:: Task inputs

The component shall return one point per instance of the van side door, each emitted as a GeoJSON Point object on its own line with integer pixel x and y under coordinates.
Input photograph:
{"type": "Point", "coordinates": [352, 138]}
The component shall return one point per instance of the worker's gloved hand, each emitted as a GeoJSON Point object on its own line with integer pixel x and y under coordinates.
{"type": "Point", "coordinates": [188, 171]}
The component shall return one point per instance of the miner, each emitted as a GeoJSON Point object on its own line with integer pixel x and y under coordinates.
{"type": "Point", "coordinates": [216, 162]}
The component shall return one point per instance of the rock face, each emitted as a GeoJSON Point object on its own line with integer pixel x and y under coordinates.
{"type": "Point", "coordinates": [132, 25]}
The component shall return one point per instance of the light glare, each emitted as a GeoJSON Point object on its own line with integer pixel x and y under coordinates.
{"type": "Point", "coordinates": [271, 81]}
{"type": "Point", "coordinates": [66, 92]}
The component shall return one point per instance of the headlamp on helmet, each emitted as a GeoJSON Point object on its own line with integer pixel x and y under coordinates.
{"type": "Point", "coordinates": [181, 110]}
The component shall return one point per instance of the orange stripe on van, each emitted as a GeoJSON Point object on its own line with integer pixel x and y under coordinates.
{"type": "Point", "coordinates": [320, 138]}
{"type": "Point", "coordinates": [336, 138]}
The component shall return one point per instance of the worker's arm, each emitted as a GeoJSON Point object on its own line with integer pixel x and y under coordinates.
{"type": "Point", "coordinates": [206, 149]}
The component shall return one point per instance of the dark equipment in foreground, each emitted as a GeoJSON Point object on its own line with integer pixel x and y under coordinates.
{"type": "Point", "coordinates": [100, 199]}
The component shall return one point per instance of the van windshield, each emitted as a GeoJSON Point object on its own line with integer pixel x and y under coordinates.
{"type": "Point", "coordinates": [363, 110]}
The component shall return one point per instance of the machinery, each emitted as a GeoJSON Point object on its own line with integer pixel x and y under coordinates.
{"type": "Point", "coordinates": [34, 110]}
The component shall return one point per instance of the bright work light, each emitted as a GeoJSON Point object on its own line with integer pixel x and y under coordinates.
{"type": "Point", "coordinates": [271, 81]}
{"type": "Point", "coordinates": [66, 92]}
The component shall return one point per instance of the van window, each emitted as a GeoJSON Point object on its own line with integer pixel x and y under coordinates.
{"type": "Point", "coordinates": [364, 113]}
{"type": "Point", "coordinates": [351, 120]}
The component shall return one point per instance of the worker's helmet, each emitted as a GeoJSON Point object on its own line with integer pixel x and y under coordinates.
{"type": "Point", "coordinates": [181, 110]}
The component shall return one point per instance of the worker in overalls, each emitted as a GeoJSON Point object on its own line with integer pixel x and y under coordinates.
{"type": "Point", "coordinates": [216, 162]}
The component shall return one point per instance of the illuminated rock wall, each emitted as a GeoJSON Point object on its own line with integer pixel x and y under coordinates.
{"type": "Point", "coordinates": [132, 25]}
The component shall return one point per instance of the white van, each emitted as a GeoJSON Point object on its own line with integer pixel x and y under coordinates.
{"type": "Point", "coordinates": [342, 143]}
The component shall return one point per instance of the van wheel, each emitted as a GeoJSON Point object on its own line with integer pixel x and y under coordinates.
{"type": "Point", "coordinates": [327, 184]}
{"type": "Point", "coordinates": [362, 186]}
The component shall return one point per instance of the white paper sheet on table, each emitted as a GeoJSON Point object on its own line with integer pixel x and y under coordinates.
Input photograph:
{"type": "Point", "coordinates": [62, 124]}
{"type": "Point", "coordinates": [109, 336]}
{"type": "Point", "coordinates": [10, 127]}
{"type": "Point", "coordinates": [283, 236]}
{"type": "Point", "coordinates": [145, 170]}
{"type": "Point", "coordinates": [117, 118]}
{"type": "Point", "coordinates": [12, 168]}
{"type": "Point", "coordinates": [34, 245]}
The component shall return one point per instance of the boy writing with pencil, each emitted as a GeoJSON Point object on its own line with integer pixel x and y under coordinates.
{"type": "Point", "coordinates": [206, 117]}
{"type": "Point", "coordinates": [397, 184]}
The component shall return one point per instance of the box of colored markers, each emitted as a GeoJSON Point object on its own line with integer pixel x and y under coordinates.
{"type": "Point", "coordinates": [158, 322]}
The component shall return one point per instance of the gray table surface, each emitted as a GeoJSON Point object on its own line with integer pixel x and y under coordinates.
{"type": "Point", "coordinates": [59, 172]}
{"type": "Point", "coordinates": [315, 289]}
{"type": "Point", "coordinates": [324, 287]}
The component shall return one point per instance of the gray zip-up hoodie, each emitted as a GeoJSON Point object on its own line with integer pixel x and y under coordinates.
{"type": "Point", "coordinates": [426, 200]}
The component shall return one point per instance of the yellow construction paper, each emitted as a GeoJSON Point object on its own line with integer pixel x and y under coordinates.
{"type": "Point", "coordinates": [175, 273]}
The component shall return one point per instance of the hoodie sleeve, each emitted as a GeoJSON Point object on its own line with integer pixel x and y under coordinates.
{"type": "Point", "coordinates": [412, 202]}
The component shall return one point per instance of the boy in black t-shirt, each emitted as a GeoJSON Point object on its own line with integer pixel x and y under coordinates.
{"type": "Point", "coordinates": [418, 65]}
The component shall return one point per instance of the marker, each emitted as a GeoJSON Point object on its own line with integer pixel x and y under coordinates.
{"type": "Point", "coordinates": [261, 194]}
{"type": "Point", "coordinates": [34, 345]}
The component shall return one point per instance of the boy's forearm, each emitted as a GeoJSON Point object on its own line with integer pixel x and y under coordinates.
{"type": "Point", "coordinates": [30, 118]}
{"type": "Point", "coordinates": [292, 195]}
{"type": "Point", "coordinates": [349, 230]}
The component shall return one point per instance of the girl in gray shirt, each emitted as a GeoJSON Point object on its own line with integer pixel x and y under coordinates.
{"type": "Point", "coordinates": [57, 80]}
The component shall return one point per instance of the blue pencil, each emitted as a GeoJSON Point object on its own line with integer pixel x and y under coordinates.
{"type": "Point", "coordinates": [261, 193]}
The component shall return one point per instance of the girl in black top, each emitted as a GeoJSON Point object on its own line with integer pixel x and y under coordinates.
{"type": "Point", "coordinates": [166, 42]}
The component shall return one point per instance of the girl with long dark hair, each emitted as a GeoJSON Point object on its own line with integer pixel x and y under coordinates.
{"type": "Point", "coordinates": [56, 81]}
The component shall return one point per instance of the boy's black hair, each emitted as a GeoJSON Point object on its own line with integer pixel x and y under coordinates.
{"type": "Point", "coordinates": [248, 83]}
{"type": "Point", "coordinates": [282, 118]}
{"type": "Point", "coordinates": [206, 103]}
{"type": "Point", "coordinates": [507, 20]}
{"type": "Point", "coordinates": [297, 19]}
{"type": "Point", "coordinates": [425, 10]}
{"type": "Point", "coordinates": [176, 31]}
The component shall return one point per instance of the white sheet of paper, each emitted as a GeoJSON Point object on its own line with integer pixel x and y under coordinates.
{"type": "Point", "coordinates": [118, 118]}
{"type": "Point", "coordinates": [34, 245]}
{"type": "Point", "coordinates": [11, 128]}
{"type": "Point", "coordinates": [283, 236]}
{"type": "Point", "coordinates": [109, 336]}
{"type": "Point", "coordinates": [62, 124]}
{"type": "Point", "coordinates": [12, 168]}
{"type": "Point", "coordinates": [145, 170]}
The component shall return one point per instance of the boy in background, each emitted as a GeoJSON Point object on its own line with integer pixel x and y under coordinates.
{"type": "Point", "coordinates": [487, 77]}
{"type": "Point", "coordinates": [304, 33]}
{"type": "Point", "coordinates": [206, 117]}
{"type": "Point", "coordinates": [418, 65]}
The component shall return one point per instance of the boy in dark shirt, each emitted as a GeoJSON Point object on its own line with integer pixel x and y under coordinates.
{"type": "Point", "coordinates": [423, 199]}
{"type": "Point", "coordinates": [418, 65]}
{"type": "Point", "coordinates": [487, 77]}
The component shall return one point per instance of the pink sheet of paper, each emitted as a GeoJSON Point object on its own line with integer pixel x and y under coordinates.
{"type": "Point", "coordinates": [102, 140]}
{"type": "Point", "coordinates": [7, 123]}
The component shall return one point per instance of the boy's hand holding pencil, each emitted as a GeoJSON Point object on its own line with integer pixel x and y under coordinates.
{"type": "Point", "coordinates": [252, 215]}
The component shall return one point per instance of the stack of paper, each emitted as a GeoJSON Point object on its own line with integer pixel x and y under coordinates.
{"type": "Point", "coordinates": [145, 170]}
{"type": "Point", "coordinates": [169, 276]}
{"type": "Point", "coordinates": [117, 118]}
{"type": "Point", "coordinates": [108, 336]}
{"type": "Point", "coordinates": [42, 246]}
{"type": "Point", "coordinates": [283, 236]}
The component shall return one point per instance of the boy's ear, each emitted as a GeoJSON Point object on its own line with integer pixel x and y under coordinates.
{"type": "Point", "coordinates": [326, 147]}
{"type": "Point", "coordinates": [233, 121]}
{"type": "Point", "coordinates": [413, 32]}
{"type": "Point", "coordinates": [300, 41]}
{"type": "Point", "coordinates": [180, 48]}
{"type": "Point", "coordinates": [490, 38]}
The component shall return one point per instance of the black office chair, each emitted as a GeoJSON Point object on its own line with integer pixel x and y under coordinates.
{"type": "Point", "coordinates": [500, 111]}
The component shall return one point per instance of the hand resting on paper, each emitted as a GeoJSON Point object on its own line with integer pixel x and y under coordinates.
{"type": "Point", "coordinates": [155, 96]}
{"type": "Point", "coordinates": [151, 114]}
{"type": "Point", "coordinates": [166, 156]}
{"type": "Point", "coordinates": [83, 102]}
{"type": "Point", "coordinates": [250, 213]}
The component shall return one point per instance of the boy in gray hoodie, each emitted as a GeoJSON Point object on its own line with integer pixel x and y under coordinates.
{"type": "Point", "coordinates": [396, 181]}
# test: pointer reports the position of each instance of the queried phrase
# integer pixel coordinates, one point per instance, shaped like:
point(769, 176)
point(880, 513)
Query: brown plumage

::::

Every line from the one containing "The component shall return one point per instance of the black" through the last line of the entries must be written out verbatim, and no other line.

#### [Answer to this task]
The component shall return one point per instance of the black office chair, each emitted as a GeoJSON Point object on its own line with integer pixel x and y under coordinates.
{"type": "Point", "coordinates": [500, 111]}
The component shall return one point per instance of the hand resting on paper, each emitted as a GeoJSON Point object on its own line with integer pixel x and y under coordinates.
{"type": "Point", "coordinates": [155, 96]}
{"type": "Point", "coordinates": [151, 114]}
{"type": "Point", "coordinates": [166, 156]}
{"type": "Point", "coordinates": [83, 102]}
{"type": "Point", "coordinates": [250, 213]}
The component shall return one point per instance of the boy in gray hoodie, each emitted as a GeoJSON Point object on its own line with integer pixel x and y under coordinates.
{"type": "Point", "coordinates": [396, 181]}
# test: pointer reports the position of each instance of the queried phrase
# integer pixel coordinates, one point per instance, shaped like:
point(769, 176)
point(880, 513)
Query: brown plumage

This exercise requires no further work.